==== LISTED RECORDS ====

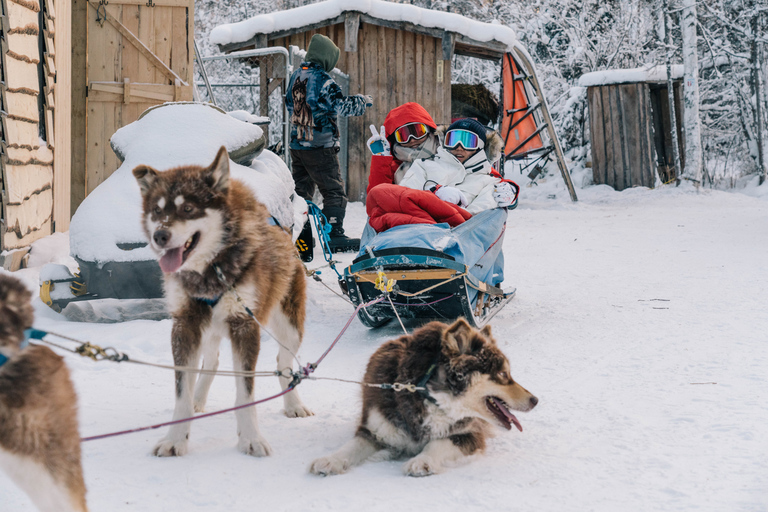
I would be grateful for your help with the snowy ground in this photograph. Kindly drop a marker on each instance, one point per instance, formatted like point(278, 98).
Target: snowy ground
point(640, 323)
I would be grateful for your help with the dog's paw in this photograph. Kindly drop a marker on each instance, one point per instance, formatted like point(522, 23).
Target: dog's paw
point(170, 448)
point(255, 447)
point(421, 466)
point(297, 410)
point(326, 466)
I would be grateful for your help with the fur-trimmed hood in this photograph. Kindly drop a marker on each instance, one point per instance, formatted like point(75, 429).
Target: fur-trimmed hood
point(493, 147)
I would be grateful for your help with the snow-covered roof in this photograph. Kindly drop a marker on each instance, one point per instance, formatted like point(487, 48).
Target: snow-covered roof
point(242, 31)
point(623, 76)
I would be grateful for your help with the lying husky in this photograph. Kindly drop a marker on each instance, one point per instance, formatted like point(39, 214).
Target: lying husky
point(218, 245)
point(39, 439)
point(468, 389)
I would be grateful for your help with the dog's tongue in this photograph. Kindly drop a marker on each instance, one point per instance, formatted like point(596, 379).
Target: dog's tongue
point(171, 260)
point(505, 415)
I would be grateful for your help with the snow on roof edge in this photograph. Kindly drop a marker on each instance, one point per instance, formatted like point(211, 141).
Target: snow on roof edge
point(239, 32)
point(621, 76)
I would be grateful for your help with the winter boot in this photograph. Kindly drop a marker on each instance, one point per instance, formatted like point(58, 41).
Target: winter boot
point(339, 241)
point(306, 243)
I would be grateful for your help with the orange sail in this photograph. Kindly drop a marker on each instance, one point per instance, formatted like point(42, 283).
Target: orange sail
point(518, 127)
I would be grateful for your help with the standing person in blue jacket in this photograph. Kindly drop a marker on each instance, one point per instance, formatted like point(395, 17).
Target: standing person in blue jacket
point(314, 101)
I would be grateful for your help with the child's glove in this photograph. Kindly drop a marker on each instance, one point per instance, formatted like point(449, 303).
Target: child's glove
point(452, 195)
point(378, 143)
point(504, 194)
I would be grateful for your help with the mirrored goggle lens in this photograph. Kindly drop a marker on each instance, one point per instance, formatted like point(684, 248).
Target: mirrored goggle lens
point(467, 139)
point(410, 131)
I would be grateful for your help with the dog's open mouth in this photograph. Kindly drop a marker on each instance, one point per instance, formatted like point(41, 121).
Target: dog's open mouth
point(174, 258)
point(500, 409)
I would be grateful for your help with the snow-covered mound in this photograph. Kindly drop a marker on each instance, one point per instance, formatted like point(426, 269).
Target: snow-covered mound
point(170, 136)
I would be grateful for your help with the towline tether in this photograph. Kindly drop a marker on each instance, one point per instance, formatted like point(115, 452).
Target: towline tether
point(304, 372)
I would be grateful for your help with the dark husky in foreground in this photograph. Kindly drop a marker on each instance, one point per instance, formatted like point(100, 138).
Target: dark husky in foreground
point(219, 254)
point(39, 439)
point(469, 389)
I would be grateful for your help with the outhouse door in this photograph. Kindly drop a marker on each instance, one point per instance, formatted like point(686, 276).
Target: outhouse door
point(139, 54)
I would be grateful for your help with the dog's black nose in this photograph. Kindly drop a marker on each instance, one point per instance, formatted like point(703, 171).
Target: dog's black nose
point(161, 237)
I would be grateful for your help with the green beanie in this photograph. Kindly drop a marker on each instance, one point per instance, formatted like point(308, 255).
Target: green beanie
point(322, 51)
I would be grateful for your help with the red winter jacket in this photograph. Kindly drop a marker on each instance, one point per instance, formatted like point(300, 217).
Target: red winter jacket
point(383, 167)
point(390, 205)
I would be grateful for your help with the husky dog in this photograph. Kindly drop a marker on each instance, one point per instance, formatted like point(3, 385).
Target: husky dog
point(39, 439)
point(468, 389)
point(302, 115)
point(223, 259)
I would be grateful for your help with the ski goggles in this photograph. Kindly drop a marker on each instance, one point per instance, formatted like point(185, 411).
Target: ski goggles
point(411, 131)
point(468, 140)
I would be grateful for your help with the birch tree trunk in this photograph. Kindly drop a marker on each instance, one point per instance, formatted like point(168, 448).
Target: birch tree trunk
point(758, 91)
point(671, 91)
point(691, 120)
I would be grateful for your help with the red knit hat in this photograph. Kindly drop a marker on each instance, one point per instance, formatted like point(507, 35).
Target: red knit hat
point(406, 113)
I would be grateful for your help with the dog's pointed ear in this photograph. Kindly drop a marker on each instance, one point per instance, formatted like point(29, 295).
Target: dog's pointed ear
point(458, 337)
point(487, 333)
point(218, 173)
point(145, 176)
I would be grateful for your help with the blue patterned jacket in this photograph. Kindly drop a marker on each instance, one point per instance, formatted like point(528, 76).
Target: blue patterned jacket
point(314, 100)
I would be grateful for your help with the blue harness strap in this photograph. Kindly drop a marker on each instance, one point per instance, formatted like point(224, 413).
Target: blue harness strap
point(272, 221)
point(28, 333)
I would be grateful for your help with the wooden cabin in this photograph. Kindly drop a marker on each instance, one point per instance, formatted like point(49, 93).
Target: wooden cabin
point(34, 123)
point(630, 126)
point(393, 61)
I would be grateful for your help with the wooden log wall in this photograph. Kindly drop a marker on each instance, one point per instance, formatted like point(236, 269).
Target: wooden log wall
point(395, 67)
point(27, 102)
point(622, 137)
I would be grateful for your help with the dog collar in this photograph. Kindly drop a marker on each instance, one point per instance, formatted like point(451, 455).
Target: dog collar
point(28, 333)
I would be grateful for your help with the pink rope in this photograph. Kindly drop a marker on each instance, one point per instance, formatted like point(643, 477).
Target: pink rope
point(183, 420)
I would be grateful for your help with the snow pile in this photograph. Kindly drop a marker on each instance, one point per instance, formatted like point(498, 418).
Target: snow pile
point(321, 11)
point(622, 76)
point(167, 137)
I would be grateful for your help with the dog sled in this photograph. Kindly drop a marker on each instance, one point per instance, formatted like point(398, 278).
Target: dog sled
point(431, 271)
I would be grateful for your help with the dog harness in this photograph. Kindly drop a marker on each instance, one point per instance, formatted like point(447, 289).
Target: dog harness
point(422, 384)
point(272, 221)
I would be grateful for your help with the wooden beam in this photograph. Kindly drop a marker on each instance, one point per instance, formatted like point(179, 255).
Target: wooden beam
point(248, 44)
point(449, 43)
point(135, 41)
point(351, 29)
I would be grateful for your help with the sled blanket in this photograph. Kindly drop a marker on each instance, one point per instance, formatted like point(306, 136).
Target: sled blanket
point(476, 243)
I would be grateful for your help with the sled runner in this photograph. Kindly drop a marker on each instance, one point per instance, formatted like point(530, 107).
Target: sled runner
point(431, 271)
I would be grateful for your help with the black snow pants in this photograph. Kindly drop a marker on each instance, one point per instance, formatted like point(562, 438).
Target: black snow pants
point(319, 167)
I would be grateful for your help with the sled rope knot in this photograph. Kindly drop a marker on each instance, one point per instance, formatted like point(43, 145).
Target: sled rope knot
point(97, 353)
point(383, 284)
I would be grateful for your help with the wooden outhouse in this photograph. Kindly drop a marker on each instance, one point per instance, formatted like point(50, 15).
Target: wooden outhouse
point(631, 128)
point(399, 53)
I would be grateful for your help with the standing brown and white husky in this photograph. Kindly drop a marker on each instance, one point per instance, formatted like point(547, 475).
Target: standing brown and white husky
point(469, 389)
point(205, 225)
point(39, 439)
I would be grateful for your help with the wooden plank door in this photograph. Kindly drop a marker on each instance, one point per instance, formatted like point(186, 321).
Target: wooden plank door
point(139, 55)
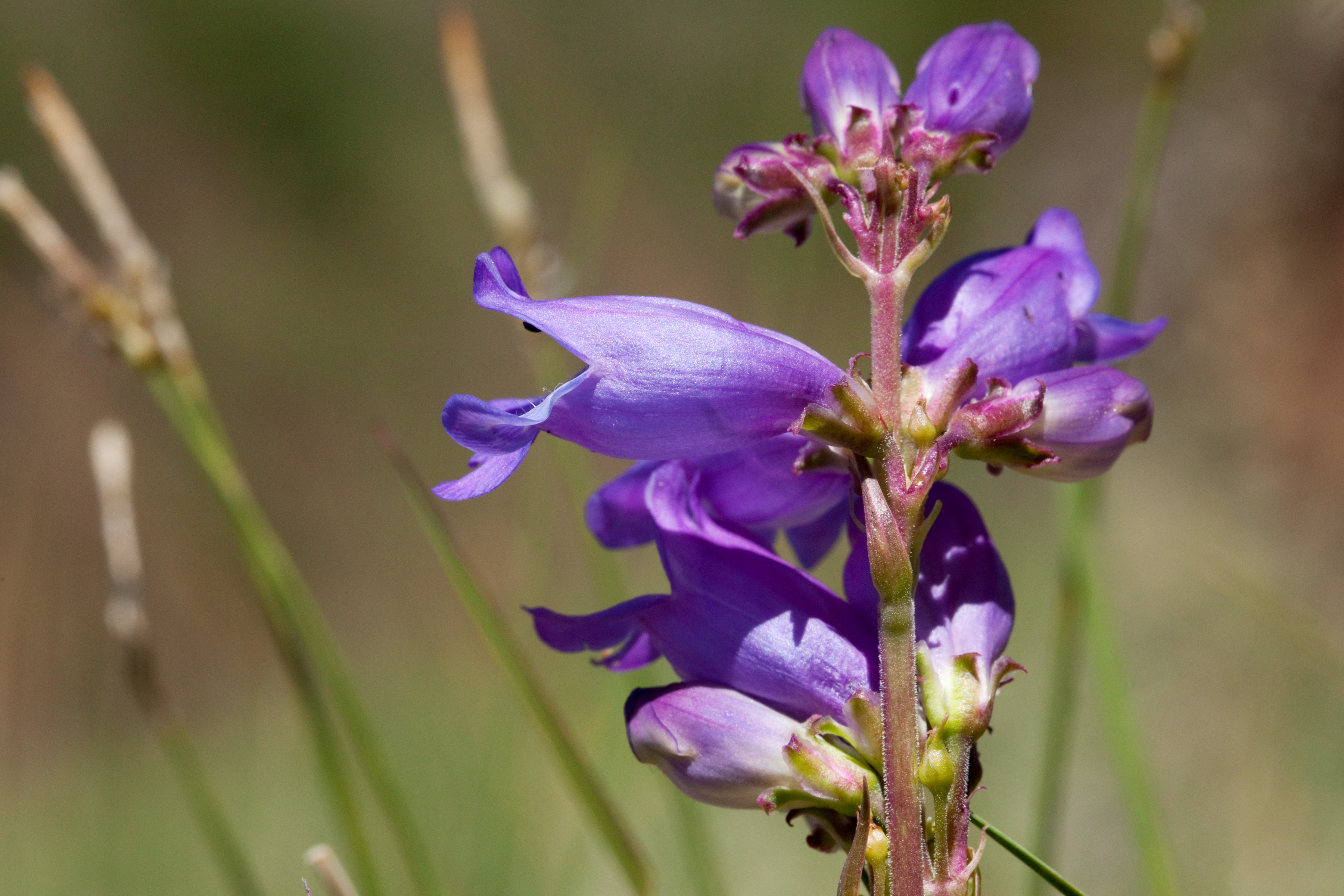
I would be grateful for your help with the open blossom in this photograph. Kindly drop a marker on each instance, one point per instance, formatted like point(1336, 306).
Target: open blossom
point(968, 104)
point(851, 92)
point(669, 379)
point(756, 491)
point(769, 656)
point(665, 379)
point(1023, 319)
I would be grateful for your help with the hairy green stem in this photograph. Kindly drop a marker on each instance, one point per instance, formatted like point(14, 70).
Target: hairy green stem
point(601, 809)
point(1026, 858)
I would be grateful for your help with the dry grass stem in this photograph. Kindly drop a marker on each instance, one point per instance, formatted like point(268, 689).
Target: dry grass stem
point(144, 276)
point(324, 860)
point(45, 236)
point(109, 452)
point(101, 301)
point(502, 194)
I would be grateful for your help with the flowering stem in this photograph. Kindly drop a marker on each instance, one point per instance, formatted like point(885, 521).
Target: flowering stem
point(896, 582)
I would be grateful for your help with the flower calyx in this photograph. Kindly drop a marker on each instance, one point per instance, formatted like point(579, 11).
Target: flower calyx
point(830, 773)
point(850, 420)
point(991, 430)
point(764, 187)
point(959, 696)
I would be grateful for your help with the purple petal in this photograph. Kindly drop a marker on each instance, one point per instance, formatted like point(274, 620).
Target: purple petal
point(666, 378)
point(753, 491)
point(603, 631)
point(717, 745)
point(1011, 311)
point(503, 425)
point(487, 473)
point(616, 514)
point(812, 542)
point(636, 653)
point(978, 81)
point(859, 589)
point(964, 600)
point(759, 488)
point(1102, 337)
point(743, 617)
point(1091, 416)
point(844, 74)
point(596, 632)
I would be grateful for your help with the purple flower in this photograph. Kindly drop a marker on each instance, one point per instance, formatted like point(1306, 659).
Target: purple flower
point(971, 99)
point(1091, 416)
point(665, 379)
point(741, 618)
point(850, 85)
point(1019, 312)
point(717, 745)
point(755, 491)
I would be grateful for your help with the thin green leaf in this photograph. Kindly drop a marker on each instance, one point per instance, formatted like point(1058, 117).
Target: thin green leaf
point(601, 809)
point(1026, 858)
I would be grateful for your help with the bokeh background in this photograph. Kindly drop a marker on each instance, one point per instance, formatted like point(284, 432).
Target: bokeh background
point(298, 163)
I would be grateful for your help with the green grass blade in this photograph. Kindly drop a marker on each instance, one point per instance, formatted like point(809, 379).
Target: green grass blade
point(1026, 858)
point(604, 815)
point(306, 643)
point(1128, 747)
point(220, 836)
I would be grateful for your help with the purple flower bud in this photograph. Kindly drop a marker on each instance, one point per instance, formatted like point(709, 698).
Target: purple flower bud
point(757, 186)
point(716, 745)
point(1089, 416)
point(971, 99)
point(850, 89)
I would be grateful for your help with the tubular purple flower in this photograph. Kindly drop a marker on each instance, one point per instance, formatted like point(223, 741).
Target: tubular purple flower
point(964, 600)
point(738, 616)
point(716, 745)
point(846, 78)
point(1091, 416)
point(1019, 312)
point(665, 379)
point(971, 99)
point(756, 491)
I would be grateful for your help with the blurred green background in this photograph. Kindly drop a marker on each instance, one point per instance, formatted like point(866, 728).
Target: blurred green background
point(298, 163)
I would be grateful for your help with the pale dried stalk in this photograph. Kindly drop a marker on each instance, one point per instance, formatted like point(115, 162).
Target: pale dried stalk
point(109, 452)
point(139, 265)
point(124, 615)
point(74, 272)
point(45, 236)
point(502, 194)
point(324, 860)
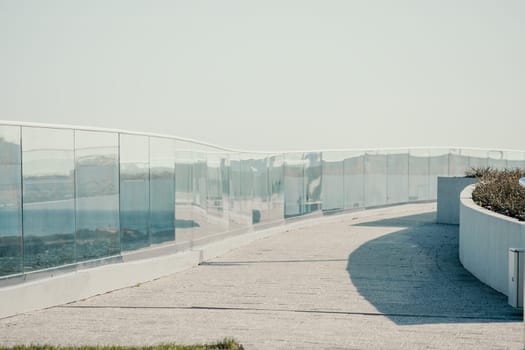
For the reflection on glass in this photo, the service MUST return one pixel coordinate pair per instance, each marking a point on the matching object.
(312, 181)
(418, 175)
(375, 178)
(354, 180)
(458, 163)
(217, 217)
(134, 191)
(10, 201)
(476, 158)
(515, 159)
(276, 183)
(240, 217)
(199, 195)
(184, 194)
(294, 188)
(397, 186)
(248, 189)
(162, 190)
(496, 159)
(97, 201)
(333, 181)
(438, 166)
(48, 192)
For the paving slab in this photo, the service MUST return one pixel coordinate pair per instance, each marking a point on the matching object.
(387, 278)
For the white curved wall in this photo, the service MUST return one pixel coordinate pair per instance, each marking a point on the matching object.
(484, 241)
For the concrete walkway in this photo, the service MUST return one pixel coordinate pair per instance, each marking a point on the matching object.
(386, 278)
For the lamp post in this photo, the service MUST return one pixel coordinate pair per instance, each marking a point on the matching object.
(522, 184)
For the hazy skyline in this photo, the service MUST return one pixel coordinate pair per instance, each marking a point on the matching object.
(272, 75)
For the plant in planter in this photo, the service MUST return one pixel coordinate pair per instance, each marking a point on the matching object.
(499, 191)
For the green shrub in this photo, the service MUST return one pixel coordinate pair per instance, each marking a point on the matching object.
(499, 191)
(226, 344)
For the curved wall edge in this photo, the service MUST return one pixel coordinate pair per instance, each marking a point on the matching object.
(485, 238)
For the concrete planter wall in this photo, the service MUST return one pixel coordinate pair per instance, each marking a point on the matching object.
(484, 241)
(449, 189)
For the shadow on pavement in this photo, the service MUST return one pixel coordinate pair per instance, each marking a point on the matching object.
(414, 276)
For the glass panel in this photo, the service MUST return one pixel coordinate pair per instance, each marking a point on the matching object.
(256, 169)
(97, 200)
(239, 217)
(276, 181)
(333, 181)
(199, 195)
(184, 192)
(418, 175)
(439, 159)
(217, 218)
(376, 179)
(48, 192)
(515, 159)
(477, 158)
(134, 191)
(162, 189)
(496, 159)
(312, 182)
(354, 180)
(397, 186)
(458, 163)
(10, 201)
(294, 195)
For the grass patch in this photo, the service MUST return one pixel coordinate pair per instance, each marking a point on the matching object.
(499, 191)
(225, 344)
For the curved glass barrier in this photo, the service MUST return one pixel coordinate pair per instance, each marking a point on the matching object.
(72, 195)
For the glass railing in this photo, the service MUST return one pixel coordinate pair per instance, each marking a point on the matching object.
(73, 195)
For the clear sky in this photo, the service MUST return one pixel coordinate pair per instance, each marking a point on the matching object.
(272, 74)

====

STATED EXERCISE. Reproduce verbatim the lines of the records above, beginning with the line that contains "I would be grateful for your help with the wooden cabin" and stopping after the line that contains "point(183, 420)".

RESULT.
I would be grateful for your help with the wooden cabin in this photograph. Kindly drop a marker on each instance, one point per instance, formatted like point(49, 93).
Target: wooden cabin
point(34, 123)
point(630, 126)
point(393, 61)
I would be grateful for your help with the wooden log wall in this photograph. Kindly drop a marker on each instance, one point per instance, formatted like point(236, 269).
Target: wooden log wall
point(395, 67)
point(27, 102)
point(622, 137)
I would be grateful for your help with the dog collar in this photograph. Kindly drop a marker on each instance, one point per instance, formatted like point(451, 455).
Target: dog collar
point(28, 333)
I would be grateful for your help with the pink rope in this photograph. Kindly drop a marker on each instance, one point per instance, formatted like point(643, 477).
Target: pink rope
point(183, 420)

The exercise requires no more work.